▸ **Action item**: Line by line, copy all of the data exactly.

▸ **Information supplied**:

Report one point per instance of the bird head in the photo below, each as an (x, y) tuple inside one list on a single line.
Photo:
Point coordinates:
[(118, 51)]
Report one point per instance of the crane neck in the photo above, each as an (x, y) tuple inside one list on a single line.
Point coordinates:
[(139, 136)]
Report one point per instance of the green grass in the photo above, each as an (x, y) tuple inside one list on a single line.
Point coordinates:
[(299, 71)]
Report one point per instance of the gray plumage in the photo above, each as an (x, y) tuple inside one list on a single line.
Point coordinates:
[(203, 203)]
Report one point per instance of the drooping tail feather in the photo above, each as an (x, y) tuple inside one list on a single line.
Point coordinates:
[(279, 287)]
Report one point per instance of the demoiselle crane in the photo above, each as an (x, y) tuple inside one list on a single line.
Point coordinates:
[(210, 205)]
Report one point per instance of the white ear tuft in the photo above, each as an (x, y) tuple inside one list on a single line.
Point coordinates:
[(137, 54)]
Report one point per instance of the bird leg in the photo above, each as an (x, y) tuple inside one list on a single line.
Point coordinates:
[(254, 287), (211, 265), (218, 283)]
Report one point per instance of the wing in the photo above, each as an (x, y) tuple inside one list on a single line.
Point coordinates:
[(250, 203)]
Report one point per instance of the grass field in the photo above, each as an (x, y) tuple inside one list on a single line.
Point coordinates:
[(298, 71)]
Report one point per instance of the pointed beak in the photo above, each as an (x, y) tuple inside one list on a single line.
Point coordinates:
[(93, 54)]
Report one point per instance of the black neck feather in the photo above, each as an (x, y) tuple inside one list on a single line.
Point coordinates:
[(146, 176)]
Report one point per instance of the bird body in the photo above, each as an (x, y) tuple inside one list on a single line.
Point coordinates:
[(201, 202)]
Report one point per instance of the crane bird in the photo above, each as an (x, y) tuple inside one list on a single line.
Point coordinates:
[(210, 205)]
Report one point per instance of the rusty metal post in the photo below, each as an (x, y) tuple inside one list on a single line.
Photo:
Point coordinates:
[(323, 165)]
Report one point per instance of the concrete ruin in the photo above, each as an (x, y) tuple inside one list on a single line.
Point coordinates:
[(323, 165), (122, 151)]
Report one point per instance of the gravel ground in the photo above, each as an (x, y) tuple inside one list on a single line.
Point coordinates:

▸ **Solution for this problem**:
Report one point per instance of the bird head in the photo below, each as an (x, y) tuple inside one list on a single line.
Photo:
Point coordinates:
[(118, 51)]
Report one point per instance of the crane neck in the photo above, each as an (x, y) tuple inside one list on a single line.
Point coordinates:
[(139, 136)]
Report one point per instance of the green grass in the photo above, each as an (x, y) tuple inside one list on a single line.
Point coordinates:
[(299, 71)]
Report one point per instance of the gray plumage in the photo above, each as an (x, y) tuple inside one list on a single line.
Point coordinates:
[(203, 203)]
Report one point per instance of the drooping tail feather in the photo above, each as an (x, y) tuple inside one list on a single line.
Point coordinates:
[(279, 287)]
Report one point per instance of the demoiselle crane in the photo above, each as an (x, y) tuple inside one list on a single line.
Point coordinates:
[(210, 205)]
Report one point per instance of the white ear tuft in the photo above, each as an (x, y) tuple inside one list on a single line.
Point coordinates:
[(137, 54)]
Report one point per instance of the bird leg in the photo above, each as an (x, y) tuple inside one list on a single line.
Point coordinates:
[(254, 287), (211, 265), (218, 283)]
Report one point per instance of the wing in the photo above, each as an (x, y) tuple inside one list on a single line.
Point coordinates:
[(250, 203)]
Report one point per instance of the grass field in the photo above, each as an (x, y) tuple inside one list on a single line.
Point coordinates:
[(298, 71)]
Report one point per instance of the pointed beak in the photo above, each as an (x, y) tuple inside one list on a single line.
Point coordinates:
[(93, 54)]
Report one point per instance of the black neck feather in the photo above, each as an (x, y) tuple inside one list on a single line.
Point coordinates:
[(146, 176)]
Report one point per instance of the bird body in the photo above, each as an (x, y) tuple inside one list on a single line.
Point coordinates:
[(201, 202)]
Report one point per instance of the crane bird in the photo above, each as an (x, y) tuple inside one list on a single line.
Point coordinates:
[(210, 205)]
Report one point per instance of the rusty metal post in the photo below, each as an (x, y) tuple inside one list on a single line.
Photo:
Point coordinates:
[(323, 165)]
Report one point per instance of the concrete ruin in the photo above, each as an (x, y) tuple inside one list on a single line.
Point coordinates:
[(323, 165), (122, 151)]
Report one point per instance of the gravel ground in the photo above, each as an (x, y) tuple inside one list on a single line.
Point coordinates:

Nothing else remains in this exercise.